**What you are asked to do:** Reproduce all of the material below word for word, leaving out the pictures.

**Supplied material:**
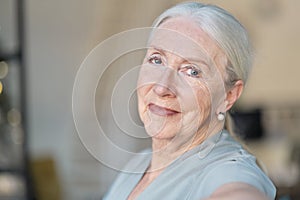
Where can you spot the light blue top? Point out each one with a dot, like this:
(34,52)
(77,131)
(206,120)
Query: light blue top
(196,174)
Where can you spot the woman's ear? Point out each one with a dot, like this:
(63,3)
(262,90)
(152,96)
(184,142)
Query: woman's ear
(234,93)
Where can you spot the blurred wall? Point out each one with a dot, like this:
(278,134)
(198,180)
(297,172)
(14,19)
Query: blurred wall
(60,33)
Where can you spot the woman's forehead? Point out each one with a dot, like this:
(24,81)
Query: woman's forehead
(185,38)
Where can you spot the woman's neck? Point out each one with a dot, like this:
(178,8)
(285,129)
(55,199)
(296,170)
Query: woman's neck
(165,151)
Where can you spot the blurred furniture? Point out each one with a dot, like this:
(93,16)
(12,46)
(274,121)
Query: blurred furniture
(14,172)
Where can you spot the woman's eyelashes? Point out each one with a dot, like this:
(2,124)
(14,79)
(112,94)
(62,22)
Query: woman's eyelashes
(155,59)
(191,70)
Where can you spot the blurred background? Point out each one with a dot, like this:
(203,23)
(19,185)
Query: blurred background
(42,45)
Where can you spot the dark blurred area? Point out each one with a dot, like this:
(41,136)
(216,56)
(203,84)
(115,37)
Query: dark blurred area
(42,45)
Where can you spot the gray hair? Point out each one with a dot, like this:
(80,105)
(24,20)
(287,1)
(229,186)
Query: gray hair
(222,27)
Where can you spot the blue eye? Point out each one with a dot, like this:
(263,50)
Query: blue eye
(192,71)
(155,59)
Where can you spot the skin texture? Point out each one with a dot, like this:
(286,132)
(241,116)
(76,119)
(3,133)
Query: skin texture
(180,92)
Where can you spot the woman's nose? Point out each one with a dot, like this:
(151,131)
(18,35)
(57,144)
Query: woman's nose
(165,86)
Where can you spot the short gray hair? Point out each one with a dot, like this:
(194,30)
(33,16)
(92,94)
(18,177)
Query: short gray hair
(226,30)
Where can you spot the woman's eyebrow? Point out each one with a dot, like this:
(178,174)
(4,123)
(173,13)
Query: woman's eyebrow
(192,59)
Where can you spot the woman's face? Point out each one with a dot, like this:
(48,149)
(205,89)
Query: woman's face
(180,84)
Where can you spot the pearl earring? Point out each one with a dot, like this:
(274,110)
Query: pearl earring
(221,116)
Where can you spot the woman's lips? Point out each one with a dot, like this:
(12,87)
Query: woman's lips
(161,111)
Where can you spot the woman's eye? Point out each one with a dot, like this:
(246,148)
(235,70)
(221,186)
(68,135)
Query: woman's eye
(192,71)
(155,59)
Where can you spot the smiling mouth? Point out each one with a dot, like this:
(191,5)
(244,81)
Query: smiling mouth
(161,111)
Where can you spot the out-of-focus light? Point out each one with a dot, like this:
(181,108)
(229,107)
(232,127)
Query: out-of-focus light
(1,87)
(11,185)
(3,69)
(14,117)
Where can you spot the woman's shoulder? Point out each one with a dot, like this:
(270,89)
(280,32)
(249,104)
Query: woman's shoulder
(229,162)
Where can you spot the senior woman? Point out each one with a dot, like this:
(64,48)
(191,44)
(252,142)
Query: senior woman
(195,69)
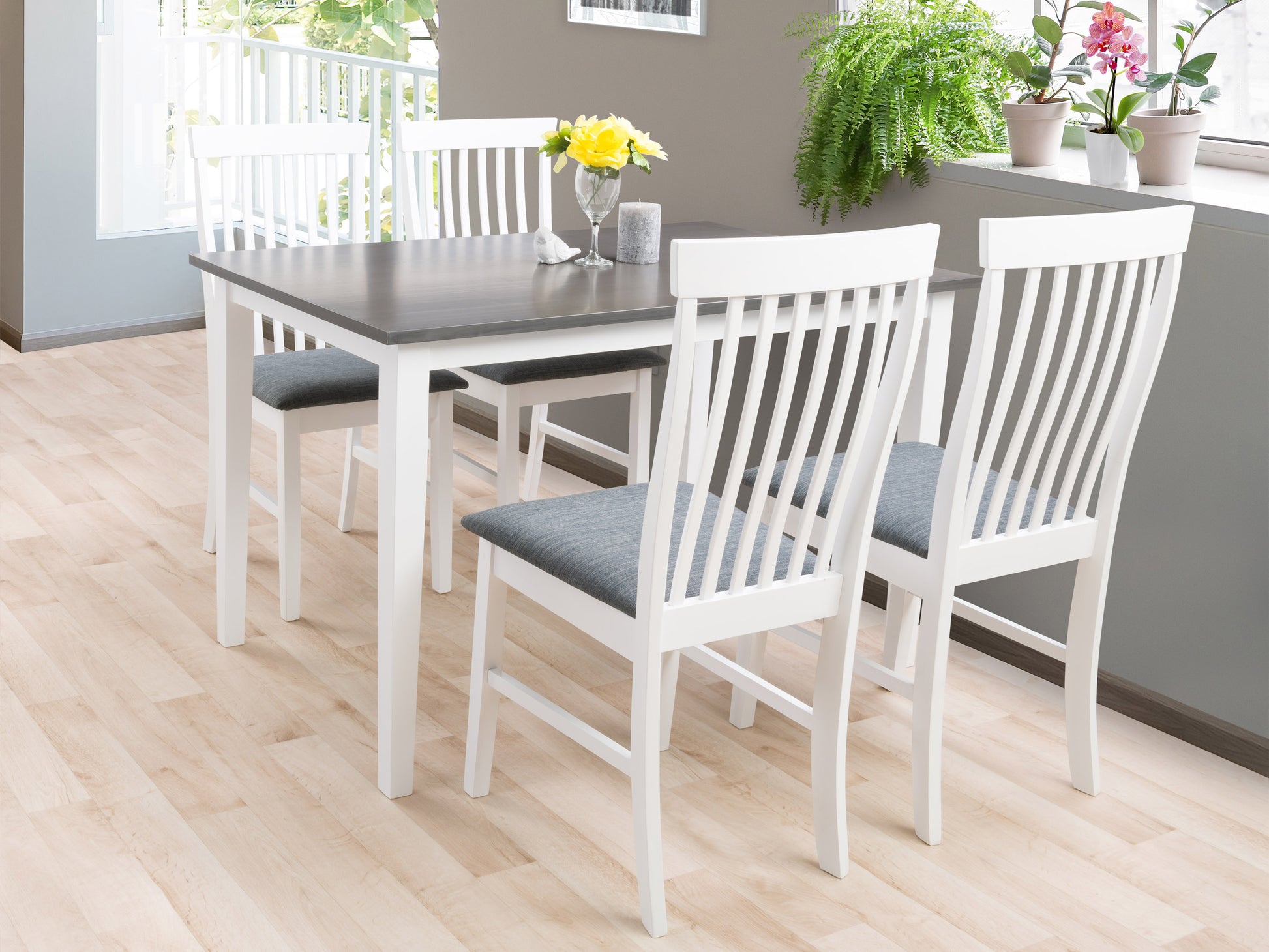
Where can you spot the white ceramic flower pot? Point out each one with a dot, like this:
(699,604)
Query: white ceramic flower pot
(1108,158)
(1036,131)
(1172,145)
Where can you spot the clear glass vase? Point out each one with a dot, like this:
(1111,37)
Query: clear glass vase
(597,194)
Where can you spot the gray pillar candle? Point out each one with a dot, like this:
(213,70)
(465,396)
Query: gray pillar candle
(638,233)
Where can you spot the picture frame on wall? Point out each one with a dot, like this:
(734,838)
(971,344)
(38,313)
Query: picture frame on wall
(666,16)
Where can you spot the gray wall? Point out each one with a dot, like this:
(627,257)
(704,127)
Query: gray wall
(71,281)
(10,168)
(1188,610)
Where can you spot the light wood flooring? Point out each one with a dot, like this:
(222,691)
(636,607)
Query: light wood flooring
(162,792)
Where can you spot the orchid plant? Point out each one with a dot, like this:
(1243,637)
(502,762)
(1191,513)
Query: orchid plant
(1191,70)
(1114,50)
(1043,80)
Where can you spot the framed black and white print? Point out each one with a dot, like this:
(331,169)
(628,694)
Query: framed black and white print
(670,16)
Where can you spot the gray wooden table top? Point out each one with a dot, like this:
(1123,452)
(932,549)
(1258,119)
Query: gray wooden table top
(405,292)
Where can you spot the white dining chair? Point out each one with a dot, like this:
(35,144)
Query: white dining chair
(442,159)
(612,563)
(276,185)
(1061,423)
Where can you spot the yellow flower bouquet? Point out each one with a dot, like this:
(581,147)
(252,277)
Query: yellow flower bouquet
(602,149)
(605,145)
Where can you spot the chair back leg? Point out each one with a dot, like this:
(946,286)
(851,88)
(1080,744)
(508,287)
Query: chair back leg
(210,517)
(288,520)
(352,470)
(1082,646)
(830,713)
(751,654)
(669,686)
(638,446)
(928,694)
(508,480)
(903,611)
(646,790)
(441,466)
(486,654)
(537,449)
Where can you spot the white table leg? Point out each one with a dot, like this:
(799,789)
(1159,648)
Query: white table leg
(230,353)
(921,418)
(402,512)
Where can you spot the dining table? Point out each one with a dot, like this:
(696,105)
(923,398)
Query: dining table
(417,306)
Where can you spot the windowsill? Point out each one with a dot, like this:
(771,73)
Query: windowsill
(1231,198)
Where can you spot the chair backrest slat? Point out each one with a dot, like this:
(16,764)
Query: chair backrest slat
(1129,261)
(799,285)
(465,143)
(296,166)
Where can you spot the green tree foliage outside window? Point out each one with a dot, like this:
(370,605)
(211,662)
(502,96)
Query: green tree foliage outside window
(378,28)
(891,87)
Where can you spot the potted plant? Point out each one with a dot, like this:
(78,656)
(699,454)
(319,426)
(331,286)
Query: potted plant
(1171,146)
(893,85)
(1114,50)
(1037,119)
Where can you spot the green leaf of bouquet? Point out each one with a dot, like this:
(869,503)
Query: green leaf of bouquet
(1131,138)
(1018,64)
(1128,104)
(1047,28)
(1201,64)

**Solution to this task:**
Where can you spot the light blue top? Point out each one with a dot, like this:
(34,52)
(77,131)
(206,120)
Query: light blue top
(196,174)
Where can you spot the woman's ear? Point out each one with a dot, like this:
(63,3)
(262,90)
(152,96)
(184,142)
Query: woman's ear
(234,93)
Where can you spot the blurred wall? Point out each one with a dot, like this:
(278,134)
(198,180)
(297,172)
(14,19)
Query: blurred wall
(60,33)
Where can you spot the woman's forehead? Point out each one with a dot, like this:
(24,81)
Query: woman's forehead
(185,38)
Where can you spot the woman's neck? Point out each one with a dot, like this:
(178,8)
(285,129)
(55,199)
(296,170)
Query: woman's neck
(165,151)
Where can you spot the blurred furniture? Point out each one with a dot, like this:
(93,16)
(12,46)
(274,121)
Query: blurred furniture
(14,172)
Where can you spot the woman's eyelashes? Point out each one with a dot, like this:
(2,124)
(14,79)
(112,94)
(62,22)
Query: woman's eyelashes
(155,59)
(191,70)
Where can you spot the blurred background? Point out each one with a dot, like this:
(203,23)
(19,185)
Query: blurred background
(42,45)
Where can you spot the dark blurred area? Point out each one with a dot, like this:
(41,136)
(216,56)
(203,84)
(115,37)
Query: dark blurred area
(42,45)
Where can you spot the gray hair? Point out each one with a dot, like this:
(80,105)
(24,20)
(287,1)
(229,186)
Query: gray hair
(222,27)
Where can you spot the blue eye? Point out each one with a dot, like this:
(263,50)
Query: blue eye
(192,71)
(155,59)
Where can you spot the skin texture? Point out each one with a dot, like this:
(286,132)
(241,116)
(76,119)
(3,133)
Query: skin texture
(180,92)
Where can you spot the woman's nose? Point out each one with a dot, like this:
(151,131)
(18,35)
(57,144)
Query: woman's nose
(165,86)
Where can you spot the short gray hair? Point out each one with a dot, like this:
(194,30)
(33,16)
(92,94)
(18,177)
Query: short gray hair
(226,30)
Where can you spot the woman's eyebrow? Point out each one with a dot, like this:
(178,174)
(4,123)
(173,13)
Query: woman's eyebrow
(192,59)
Where can you spot the woman's face? Point out each one with a dot, like this:
(48,149)
(205,89)
Query: woman's face
(180,84)
Where can you spot the pearl earring? Point out each one with a dot, like this:
(274,110)
Query: pearl earring
(221,116)
Where can you spot the woman's lips? Point out each one with a dot, like this:
(12,87)
Query: woman's lips
(161,111)
Where can you spot the woman's eye? Point out each one with a dot, like this:
(246,148)
(235,70)
(221,186)
(68,135)
Query: woman's eye
(192,71)
(155,59)
Where can you spot the smiling mouth? Point out each one with a dot, like this:
(191,5)
(244,81)
Query: smiling mouth
(161,111)
Where can you spot the out-of-focus light? Point out each one with a dot, like this:
(181,108)
(229,107)
(232,127)
Query: out-of-focus light
(1,87)
(11,185)
(3,69)
(14,117)
Where can you spot the woman's shoulder? Point out each one with a dot, like this:
(270,89)
(280,32)
(249,104)
Query: woman's shoulder
(229,162)
Where can you spot the senior woman? Point out each one with a dot, like this:
(64,48)
(191,44)
(252,142)
Query: senior woman
(195,69)
Where can you spot the white ceramic flower pot? Point out each one with a dot, like this:
(699,604)
Query: white ceramic flower pot
(1108,158)
(1036,131)
(1172,145)
Where can you spot the clear glass vase? Point out each one with a dot, like this:
(1111,37)
Query: clear glass vase
(597,194)
Where can you spot the gray pillar candle? Point out each one with a dot, like this:
(213,70)
(465,396)
Query: gray pillar candle
(638,233)
Where can you spot the picture frame on wall? Point out each one with a dot, like this:
(734,838)
(971,344)
(38,313)
Query: picture frame on wall
(666,16)
Where can you spot the gray wall? Point out each one with a dot, like this:
(627,257)
(704,127)
Query: gray wall
(71,281)
(10,168)
(1188,610)
Where can you spot the light wood flooring? Point out each one with a dot, like this:
(222,691)
(636,607)
Query: light wood flooring
(162,792)
Where can you spot the orchid plant? Point out each one with a dot, like this:
(1243,637)
(502,762)
(1191,513)
Query: orchid plant
(1191,70)
(1114,50)
(1043,80)
Where can you spot the framed black and white print? Point out each one with a dot, like this:
(331,169)
(628,694)
Query: framed black and white print
(670,16)
Where can you spot the gray wooden table top? Point out each one with a dot, like this:
(1123,452)
(932,549)
(1258,119)
Query: gray wooden table top
(405,292)
Where can you spot the white dining chair? Point out each one with a dot, like this:
(35,144)
Query: white dining chair
(442,159)
(612,563)
(276,185)
(1061,423)
Where can you spot the yellow flower bouquet? Point out each one with a dot, like this:
(581,147)
(252,277)
Query: yellow flower bouquet
(602,149)
(605,145)
Where can you spot the chair back leg? Point out each one with a dot, like this:
(946,286)
(851,88)
(1080,744)
(508,287)
Query: chair back leg
(210,517)
(288,520)
(352,470)
(1082,646)
(830,713)
(751,654)
(669,686)
(638,446)
(928,694)
(508,480)
(903,611)
(646,790)
(441,466)
(486,654)
(537,449)
Where can you spot the white table leg? Point out each one with a dot, like this:
(799,789)
(1159,648)
Query: white table leg
(230,353)
(921,418)
(402,512)
Where can you spot the dining table? Point out each one with a dot, like this:
(696,105)
(923,398)
Query: dining table
(417,306)
Where can you spot the windowsill? Point out each one with a dot, like this:
(771,73)
Query: windowsill
(1231,198)
Where can you spot the chair backrest slat? Point out each one with a dot, like this:
(16,764)
Query: chair backrest slat
(1129,261)
(799,285)
(465,143)
(296,166)
Where can you spot the green tree foliage outside window? Point out each one with a dot, like this:
(370,605)
(211,662)
(502,96)
Query: green tree foliage outside window
(378,28)
(891,87)
Where can you spot the potted plant? Point out each one with a dot, like this:
(78,656)
(699,454)
(319,426)
(331,286)
Query: potted plant
(1171,146)
(893,85)
(1114,50)
(1037,119)
Where can you spot the green leaf of bouquet? Point out each one with a dot, like this:
(869,503)
Query: green leaf of bouquet
(1131,138)
(1018,64)
(1128,104)
(1047,28)
(1201,64)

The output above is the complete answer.